--- Text block ---
Monday, March 29, 2010

Weekly Commodity Market Recap: Cotton


for more analysis like this, please click here.

Futures prices eased lower last week, remaining well within a six-cent trading range established over the last five weeks as concern mounts over soaring fiber costs and higher domestic cotton plantings this spring. Nearby cotton prices retreated 2.49 cents to finish the week at 79.69 cents per pound, the lowest weekly close since mid-February. While the fundamentals continue to point to higher prices for the 2010/11 marketing year, near-term bulls are running out of steam, promising to make for volatile spring trading.

A handful of factors that contributed to drive prices higher in recent months seem to be losing steam in recent days. First, on the old-crop supply side, government efforts in China to relieve transportation bottlenecks in Xinjiang Province—China’s largest cotton producer—finally seem to be having their desired effect. Daily railcars for moving cotton from farms in the West to mills in the East increased to 170-180 since March 23, and could possibly increase further to 250. While this is rather late in the procurement season for the area, the increase is likely to ease supply constraints somewhat, whether actual or perceived. Additionally, the dollar is trading at a nine-month high on European debt concerns that are sinking the euro, hindering gains in commodity prices.

On the demand side, complaints from downstream producers in different markets are mounting over perceived exorbitant yarn prices. Indian knitwear manufacturers are unsettled over soaring cotton and yarn prices, with reports suggesting the sector is planning to ask buyers to pay one-fifth more to meet rising yarn prices. Similarly in neighboring Pakistan, angst over soaring yarn prices and perceived tight supplies here is pitting the yarn sector against downstream interests like never before, with the exasperated government unlikely to find a suitable compromise to satisfy both sectors. In China, rapid gains in cotton and yarn prices also are eating into the profit of downstream manufacturers. In particular, smaller yarn and fabric makers are cutting production or increasing polyester use as we demonstrated here to combat the surge in cotton fiber and yarn prices.
--- Supplied data ---
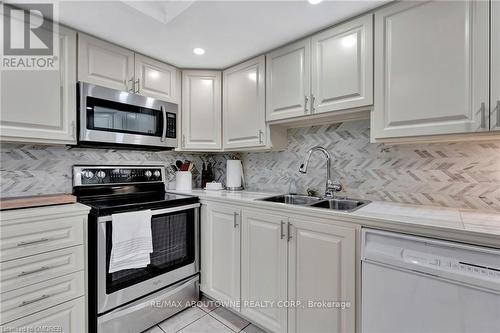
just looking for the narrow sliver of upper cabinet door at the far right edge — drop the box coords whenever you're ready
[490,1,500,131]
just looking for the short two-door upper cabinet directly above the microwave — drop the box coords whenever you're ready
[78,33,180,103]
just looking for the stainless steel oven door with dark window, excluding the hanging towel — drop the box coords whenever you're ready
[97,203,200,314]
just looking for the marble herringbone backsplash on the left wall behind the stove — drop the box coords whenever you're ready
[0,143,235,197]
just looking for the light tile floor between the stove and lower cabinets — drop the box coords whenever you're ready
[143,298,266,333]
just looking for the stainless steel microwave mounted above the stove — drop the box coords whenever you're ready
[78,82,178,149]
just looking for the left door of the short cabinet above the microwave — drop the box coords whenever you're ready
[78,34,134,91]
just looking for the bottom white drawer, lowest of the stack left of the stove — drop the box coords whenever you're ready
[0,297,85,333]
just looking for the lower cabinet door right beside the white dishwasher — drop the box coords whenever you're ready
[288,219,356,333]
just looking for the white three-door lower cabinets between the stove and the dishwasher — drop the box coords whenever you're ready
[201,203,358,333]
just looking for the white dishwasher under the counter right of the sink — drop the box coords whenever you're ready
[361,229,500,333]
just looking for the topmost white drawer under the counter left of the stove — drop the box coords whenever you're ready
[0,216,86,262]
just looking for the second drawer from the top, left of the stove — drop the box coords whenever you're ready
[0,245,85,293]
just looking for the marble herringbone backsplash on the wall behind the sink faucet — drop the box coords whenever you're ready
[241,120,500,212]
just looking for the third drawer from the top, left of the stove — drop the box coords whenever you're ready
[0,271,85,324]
---
--- Supplied data ---
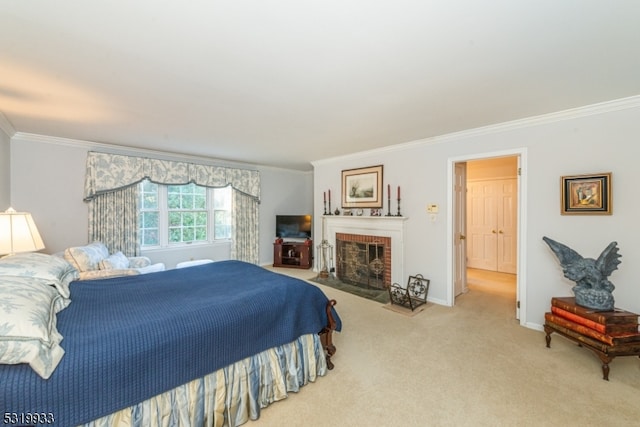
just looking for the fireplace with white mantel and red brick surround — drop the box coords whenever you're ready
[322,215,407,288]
---
→ **The task**
In the cotton market recap, at what price per pound did nearby cotton finish the week?

→ **Solution for this problem**
79.69 cents per pound